Depending on the wording of the policy, the Ontario Court of Appeal has affirmed that Long Term Disability Benefit carriers can receive a deduction for any Non-Earner Benefits received by an Insured.
In the decision of Hamblin v. Standard Life Assurance Co. of Canada, released on November 14, 2016, the Court of Appeal dismissed an Insured’s appeal seeking to overturn a determination that her Non-Earner Benefits could be deducted from her weekly LTD payments.
The Appellant, Ms. Hamblin, was involved in two motor vehicle accidents. After the first, she began to receive Long Term Disability payments through her insurer, Standard Life. The Appellant was then involved in a second accident. As she was not working at the time, she elected to receive Non-Earner Benefits through her automobile policy. She also continued to receive her LTD payments from Standard Life.
For reasons that were never explained, the Accident Benefits Insurer never deducted any of the LTD payments from the weekly $185.00 Non-Earner Benefit, despite s. 12(2) of the Statutory Accident Benefits Schedule 2010 which allowed for a deduction in the weekly benefit, “[in] the total of all other income replacement assistance, if any, for the same week.”
Standard Life, upon being notified the Insured was receiving a Non-Earner Benefit, began to reduce their monthly benefit by a corresponding amount. Standard Life relied on a term of the Insured’s policy that allowed the carrier to reduce the monthly LTD payments “by any disability or retirement benefit…payable…under…a provincial auto insurance law.”
Standard Life took the position that they could do this, as long as the automobile Insurer did not deduct the LTD payments from the Non-Earner Benefit first.
The Insured’s counsel claimed that the Court’s decision in Bannon prohibited this sort of deduction. Bannon has stood for the principle that when assessing the deductibility of benefits paid by other compensation schemes, Courts must only deduct like benefits from like, or “apples to apples”. The Insured’s counsel maintained this was not a case of “apples to apples.” Case law had established that Non-Earner benefits were not “income replacement” benefits similar to LTD benefits and therefore could not be deducted from the LTD benefits.

**TASK DETAILS:**
Write out the passage of the Hamblin case summary from "Standard Life took" to "the LTD benefits.", word for word.

**DATASET CONTENT:**
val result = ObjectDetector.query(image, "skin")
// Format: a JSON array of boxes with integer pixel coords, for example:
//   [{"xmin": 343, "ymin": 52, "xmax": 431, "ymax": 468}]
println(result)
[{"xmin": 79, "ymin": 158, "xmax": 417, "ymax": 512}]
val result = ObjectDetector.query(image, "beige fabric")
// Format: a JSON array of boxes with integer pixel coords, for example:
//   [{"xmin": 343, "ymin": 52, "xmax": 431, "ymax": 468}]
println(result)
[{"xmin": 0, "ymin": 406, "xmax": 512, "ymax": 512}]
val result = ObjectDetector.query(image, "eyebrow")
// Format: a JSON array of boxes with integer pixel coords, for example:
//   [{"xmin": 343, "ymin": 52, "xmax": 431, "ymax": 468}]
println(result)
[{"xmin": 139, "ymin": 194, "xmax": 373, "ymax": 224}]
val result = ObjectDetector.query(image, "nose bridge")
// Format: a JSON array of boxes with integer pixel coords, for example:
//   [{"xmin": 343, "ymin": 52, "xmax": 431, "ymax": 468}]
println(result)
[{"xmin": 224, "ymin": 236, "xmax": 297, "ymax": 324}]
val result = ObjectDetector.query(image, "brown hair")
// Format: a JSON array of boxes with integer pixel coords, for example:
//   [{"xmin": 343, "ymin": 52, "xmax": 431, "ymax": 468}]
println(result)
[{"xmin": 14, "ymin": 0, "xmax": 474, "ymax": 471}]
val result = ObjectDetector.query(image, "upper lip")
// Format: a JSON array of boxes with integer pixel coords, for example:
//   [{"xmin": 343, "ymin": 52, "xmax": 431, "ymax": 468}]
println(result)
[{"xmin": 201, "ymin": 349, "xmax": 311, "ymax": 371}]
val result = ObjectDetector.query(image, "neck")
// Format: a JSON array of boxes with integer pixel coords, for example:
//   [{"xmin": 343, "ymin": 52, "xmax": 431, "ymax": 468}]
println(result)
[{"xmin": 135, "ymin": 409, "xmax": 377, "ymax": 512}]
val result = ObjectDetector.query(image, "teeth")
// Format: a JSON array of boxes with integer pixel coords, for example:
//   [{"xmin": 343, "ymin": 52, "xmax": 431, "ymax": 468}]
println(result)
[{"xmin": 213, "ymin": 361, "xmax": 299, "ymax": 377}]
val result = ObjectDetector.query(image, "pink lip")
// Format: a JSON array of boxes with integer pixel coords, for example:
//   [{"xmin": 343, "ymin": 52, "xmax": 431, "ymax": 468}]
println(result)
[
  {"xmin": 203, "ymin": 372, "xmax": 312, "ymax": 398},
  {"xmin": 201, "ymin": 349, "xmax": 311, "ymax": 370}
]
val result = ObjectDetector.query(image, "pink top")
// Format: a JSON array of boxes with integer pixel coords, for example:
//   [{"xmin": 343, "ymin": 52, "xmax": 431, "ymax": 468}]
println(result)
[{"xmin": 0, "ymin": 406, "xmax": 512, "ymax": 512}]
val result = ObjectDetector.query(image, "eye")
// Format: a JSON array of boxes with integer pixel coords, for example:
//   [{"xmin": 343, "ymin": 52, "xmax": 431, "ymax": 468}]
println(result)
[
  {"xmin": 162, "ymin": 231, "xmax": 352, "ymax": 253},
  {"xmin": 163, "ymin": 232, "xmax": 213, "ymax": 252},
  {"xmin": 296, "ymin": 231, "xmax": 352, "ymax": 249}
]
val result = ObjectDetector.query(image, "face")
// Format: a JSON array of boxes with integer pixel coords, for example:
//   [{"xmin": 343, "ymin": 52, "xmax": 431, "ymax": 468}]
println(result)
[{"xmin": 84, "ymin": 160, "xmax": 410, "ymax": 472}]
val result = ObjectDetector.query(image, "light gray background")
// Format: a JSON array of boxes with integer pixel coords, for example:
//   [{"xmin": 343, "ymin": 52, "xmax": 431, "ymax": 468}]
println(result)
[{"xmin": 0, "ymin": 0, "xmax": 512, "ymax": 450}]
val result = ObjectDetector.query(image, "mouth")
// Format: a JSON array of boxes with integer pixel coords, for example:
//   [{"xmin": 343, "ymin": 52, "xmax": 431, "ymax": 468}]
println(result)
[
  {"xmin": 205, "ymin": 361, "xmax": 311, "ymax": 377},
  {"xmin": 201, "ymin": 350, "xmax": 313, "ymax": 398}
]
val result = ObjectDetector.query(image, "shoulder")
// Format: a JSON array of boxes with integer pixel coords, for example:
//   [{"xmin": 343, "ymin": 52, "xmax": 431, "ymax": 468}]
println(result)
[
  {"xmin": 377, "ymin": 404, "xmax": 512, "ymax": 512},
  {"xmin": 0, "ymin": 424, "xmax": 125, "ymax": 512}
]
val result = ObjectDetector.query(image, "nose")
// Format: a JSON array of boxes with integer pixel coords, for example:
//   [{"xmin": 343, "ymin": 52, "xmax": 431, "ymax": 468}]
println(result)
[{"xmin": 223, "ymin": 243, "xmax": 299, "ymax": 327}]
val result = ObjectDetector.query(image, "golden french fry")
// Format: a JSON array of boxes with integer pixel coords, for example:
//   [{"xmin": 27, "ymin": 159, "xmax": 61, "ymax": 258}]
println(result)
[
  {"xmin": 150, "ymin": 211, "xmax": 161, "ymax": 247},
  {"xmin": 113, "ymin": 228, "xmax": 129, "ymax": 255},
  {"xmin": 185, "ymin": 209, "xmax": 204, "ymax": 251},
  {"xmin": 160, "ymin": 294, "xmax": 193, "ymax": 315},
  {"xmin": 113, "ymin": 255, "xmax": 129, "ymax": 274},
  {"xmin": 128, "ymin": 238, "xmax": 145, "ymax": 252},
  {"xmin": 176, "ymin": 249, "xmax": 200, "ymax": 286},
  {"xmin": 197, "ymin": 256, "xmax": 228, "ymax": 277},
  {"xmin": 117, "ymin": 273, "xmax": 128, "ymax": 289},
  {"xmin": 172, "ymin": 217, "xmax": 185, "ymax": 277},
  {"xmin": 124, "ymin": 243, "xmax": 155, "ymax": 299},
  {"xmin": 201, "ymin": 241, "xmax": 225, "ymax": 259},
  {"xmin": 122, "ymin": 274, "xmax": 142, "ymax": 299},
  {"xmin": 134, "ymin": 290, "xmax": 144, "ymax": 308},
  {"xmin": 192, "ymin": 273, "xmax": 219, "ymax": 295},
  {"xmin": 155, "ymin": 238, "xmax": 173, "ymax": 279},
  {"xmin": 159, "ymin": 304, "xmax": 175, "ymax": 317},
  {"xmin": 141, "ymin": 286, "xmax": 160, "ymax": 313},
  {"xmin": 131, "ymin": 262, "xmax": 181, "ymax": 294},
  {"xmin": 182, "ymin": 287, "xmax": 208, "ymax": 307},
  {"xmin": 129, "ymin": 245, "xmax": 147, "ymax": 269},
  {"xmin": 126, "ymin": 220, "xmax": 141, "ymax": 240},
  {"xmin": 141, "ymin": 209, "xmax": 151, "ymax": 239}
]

**RESULT OF THIS EXERCISE:**
Standard Life took the position that they could do this, as long as the automobile Insurer did not deduct the LTD payments from the Non-Earner Benefit first.
The Insured’s counsel claimed that the Court’s decision in Bannon prohibited this sort of deduction. Bannon has stood for the principle that when assessing the deductibility of benefits paid by other compensation schemes, Courts must only deduct like benefits from like, or “apples to apples”. The Insured’s counsel maintained this was not a case of “apples to apples.” Case law had established that Non-Earner benefits were not “income replacement” benefits similar to LTD benefits and therefore could not be deducted from the LTD benefits.